(Object position labeling entries)
--------------------------------------------------

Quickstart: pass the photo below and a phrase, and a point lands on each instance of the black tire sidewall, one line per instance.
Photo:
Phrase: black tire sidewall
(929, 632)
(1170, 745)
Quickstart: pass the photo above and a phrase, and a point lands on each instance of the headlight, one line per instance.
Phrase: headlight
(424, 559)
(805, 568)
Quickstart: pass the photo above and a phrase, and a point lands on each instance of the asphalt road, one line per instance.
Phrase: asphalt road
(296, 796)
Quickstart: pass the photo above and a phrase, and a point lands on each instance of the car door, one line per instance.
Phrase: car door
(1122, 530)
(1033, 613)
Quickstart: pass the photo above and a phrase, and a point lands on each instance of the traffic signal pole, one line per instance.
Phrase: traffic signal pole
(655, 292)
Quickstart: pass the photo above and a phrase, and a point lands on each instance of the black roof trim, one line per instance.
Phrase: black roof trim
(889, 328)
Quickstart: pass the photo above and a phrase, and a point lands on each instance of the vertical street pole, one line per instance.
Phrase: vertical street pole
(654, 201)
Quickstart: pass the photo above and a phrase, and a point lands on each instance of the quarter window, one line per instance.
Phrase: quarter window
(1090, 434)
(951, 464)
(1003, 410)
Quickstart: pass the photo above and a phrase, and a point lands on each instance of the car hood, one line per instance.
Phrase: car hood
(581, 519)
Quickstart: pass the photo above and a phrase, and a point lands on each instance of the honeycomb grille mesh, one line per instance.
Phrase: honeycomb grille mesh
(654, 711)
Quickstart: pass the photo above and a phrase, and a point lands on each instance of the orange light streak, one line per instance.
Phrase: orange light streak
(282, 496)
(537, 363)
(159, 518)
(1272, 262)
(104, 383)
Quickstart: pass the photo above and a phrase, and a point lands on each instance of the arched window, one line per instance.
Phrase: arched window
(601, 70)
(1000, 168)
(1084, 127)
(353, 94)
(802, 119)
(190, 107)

--------------------------------------------------

◆ **Job**
The listing above must be transcribed exactly, line by line.

◆ **Output of the task**
Quickstart: pass the photo below and a phrase, and a point lands on each instance of the black tire sidewall, one line per instance.
Photo:
Phrase: black tire sidewall
(929, 632)
(1170, 745)
Quickstart: pass the photo above and a phrase, and a point lands on each instance of the headlight, one line per instance.
Phrase: headlight
(424, 559)
(805, 568)
Quickstart: pass the photo above and a phrase, and a point lands on each instance of the asphalt road, one line per instance.
Phrase: asphalt road
(296, 796)
Quickstart: pass the photo above and a phrase, and a point lands on each instance of the car door, one line per instance.
Phrase: car door
(1122, 530)
(1033, 613)
Quickstart: pass the photo above and a phrase, and a point lands on each instance of the traffic signal pole, one line per instance.
Phrase: traffic signal pole
(655, 292)
Quickstart: pass the photo above and a phrase, and a point lands on each instance of the black roof trim, one line per instance.
Phrase: black roof trim
(889, 328)
Quickstart: pass the photo above and a phrase, and a point lands on each instance of the vertical street pole, one line per instance.
Phrase: vertical street pole
(654, 201)
Quickstart: pass the photo above and a phrase, and a point lands on each instance of the quarter window, one line per instance.
Phrase: quarter window
(1090, 434)
(951, 464)
(1003, 410)
Quickstart: pass the photo above and a phrase, and a point lands on each instance of the car hood, one line per instance.
Phrase: car hood
(581, 519)
Quickstart: pass the photo above and a phrase, and a point lands on each instance of the honeycomb grille mesh, one line per instance.
Phrase: honeycomb grille mesh
(654, 711)
Quickstart: pass the photo above and a phrase, and a point lands on each instance of the orange light streak, one line per instance.
Phrase: orange light streak
(282, 496)
(537, 363)
(159, 518)
(1272, 262)
(104, 383)
Quickstart: pass the photo above and a phrase, and a point lands on each instance of the arched window, one line per instance.
Phrase: arched window
(601, 70)
(1000, 168)
(1084, 127)
(353, 94)
(802, 119)
(190, 107)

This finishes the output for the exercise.